_PROBLEM STATEMENT_: Lines before the one containing "slope shown in this photo." are left out; that line and all after it, through the end of the records, must be transcribed exactly.

═════ EXERCISE INPUT

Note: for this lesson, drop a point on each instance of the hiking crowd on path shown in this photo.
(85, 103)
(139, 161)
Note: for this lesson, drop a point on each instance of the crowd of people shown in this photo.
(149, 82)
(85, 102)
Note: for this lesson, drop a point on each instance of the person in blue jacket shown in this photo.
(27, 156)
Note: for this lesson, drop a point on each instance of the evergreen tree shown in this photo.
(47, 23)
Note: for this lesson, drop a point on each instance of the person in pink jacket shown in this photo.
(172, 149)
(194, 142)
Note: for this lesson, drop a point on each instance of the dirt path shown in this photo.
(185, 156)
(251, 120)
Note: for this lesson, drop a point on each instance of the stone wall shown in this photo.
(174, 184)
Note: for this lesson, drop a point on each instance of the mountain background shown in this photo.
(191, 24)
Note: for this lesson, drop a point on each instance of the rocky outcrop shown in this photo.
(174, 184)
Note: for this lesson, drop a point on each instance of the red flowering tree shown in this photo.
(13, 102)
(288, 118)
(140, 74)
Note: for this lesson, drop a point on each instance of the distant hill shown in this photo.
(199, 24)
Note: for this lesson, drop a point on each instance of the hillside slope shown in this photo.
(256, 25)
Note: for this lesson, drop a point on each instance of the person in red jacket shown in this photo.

══════════

_EXERCISE OUTPUT_:
Note: for this lesson, drop a point on each instance of the hillside slope shown in this photo.
(256, 25)
Note: for this lesson, drop a point on each instance of the person in red jacket shown in this photo.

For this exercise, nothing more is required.